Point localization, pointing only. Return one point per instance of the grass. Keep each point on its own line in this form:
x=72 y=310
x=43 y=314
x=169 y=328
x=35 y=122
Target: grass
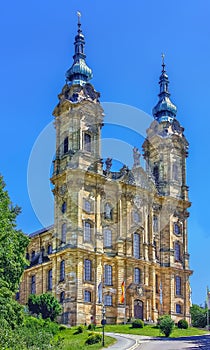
x=152 y=331
x=73 y=341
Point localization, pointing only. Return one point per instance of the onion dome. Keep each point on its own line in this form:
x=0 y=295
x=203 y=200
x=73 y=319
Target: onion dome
x=165 y=110
x=79 y=73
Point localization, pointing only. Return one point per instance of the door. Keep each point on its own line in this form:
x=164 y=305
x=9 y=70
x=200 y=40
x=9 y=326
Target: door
x=138 y=309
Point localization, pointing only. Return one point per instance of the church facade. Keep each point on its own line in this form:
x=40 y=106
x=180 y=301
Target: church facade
x=119 y=239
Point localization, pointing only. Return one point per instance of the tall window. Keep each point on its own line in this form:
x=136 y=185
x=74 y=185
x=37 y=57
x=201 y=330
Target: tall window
x=33 y=284
x=49 y=249
x=108 y=275
x=63 y=233
x=156 y=173
x=107 y=300
x=136 y=217
x=175 y=172
x=65 y=145
x=62 y=270
x=62 y=297
x=107 y=211
x=87 y=296
x=178 y=285
x=87 y=142
x=157 y=284
x=177 y=254
x=50 y=279
x=87 y=231
x=178 y=309
x=88 y=270
x=107 y=238
x=176 y=228
x=155 y=223
x=137 y=275
x=63 y=207
x=87 y=206
x=136 y=245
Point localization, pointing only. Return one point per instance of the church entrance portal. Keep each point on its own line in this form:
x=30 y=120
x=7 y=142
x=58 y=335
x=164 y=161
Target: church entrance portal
x=138 y=309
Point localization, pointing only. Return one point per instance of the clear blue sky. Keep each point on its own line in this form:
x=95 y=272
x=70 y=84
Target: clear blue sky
x=124 y=42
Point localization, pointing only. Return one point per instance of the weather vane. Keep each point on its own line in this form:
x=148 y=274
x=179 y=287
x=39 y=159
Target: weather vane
x=79 y=16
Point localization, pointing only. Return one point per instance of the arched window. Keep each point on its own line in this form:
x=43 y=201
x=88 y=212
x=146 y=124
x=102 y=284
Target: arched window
x=136 y=245
x=178 y=309
x=87 y=206
x=65 y=145
x=50 y=279
x=176 y=228
x=63 y=207
x=155 y=223
x=177 y=251
x=108 y=275
x=49 y=249
x=87 y=231
x=62 y=297
x=87 y=142
x=108 y=211
x=178 y=286
x=88 y=270
x=62 y=270
x=137 y=275
x=156 y=173
x=33 y=284
x=136 y=217
x=107 y=238
x=175 y=172
x=63 y=233
x=87 y=296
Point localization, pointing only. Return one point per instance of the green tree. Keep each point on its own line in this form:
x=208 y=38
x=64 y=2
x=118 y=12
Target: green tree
x=166 y=325
x=198 y=316
x=45 y=304
x=12 y=243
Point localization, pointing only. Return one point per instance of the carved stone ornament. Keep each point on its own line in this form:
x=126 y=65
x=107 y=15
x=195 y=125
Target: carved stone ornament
x=137 y=201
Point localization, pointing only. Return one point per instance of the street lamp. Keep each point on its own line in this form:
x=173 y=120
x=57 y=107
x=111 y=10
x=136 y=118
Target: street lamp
x=103 y=322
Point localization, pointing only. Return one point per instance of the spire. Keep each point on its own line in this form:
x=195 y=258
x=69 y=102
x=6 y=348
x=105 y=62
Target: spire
x=165 y=110
x=79 y=73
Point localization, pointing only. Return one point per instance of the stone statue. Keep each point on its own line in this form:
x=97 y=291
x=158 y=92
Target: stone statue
x=136 y=156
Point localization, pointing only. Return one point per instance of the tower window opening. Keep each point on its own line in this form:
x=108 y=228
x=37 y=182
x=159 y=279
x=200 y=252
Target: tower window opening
x=156 y=173
x=87 y=142
x=136 y=245
x=65 y=145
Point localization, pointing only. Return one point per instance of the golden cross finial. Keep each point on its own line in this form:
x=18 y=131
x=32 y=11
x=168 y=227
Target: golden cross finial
x=78 y=16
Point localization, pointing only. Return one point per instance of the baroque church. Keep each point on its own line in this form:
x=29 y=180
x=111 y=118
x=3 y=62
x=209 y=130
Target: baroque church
x=119 y=238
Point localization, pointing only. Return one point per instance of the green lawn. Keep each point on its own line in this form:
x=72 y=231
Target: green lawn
x=152 y=331
x=76 y=341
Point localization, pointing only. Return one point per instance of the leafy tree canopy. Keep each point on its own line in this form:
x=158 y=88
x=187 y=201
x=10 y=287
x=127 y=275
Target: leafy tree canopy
x=12 y=243
x=45 y=305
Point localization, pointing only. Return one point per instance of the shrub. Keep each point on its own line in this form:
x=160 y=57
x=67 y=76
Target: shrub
x=93 y=339
x=137 y=324
x=62 y=327
x=91 y=327
x=166 y=325
x=80 y=329
x=182 y=324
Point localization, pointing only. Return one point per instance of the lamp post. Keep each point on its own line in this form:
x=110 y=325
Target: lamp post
x=103 y=322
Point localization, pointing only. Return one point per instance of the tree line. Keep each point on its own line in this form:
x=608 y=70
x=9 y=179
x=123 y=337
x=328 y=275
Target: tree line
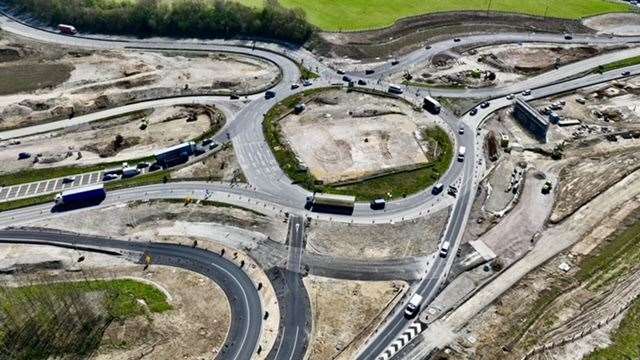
..............................
* _Directions for this task_: Retype exactly the lines above, from the one with "of the weather" through the one with "x=195 y=258", inclusive.

* _Exercise output_:
Point localization, pointing only. Return one point per instance of the weather vane. Keep each point on its own line in this form:
x=148 y=274
x=179 y=287
x=39 y=159
Target: weather vane
x=79 y=16
Point localization, pointing only. Return one point per instance of the arched window. Keep each point on its own line in this form:
x=43 y=201
x=88 y=212
x=146 y=124
x=102 y=284
Target: arched window
x=136 y=245
x=178 y=309
x=87 y=206
x=65 y=145
x=50 y=279
x=176 y=228
x=63 y=207
x=155 y=223
x=177 y=251
x=108 y=275
x=49 y=249
x=87 y=231
x=62 y=297
x=87 y=142
x=108 y=211
x=178 y=286
x=88 y=270
x=62 y=270
x=137 y=275
x=156 y=173
x=33 y=284
x=136 y=217
x=107 y=238
x=175 y=172
x=63 y=233
x=87 y=296
Point localization, pointing only. Return one point per instance of the green tree. Keep each point on its own line in this form:
x=208 y=38
x=64 y=2
x=118 y=12
Target: green tree
x=166 y=325
x=198 y=316
x=45 y=304
x=12 y=243
Point localization, pointing only. Return one point per instance of the carved stone ornament. Keep each point on its own line in this form:
x=126 y=65
x=107 y=15
x=195 y=125
Target: carved stone ornament
x=137 y=201
Point localization, pointing only. Return one point per instance of the street lamp. Keep each point on its own line in this form:
x=173 y=120
x=57 y=107
x=111 y=10
x=136 y=118
Target: street lamp
x=103 y=322
Point localization, pointing only. Return one point per instance of the spire. Keep each point on its own line in this form:
x=195 y=258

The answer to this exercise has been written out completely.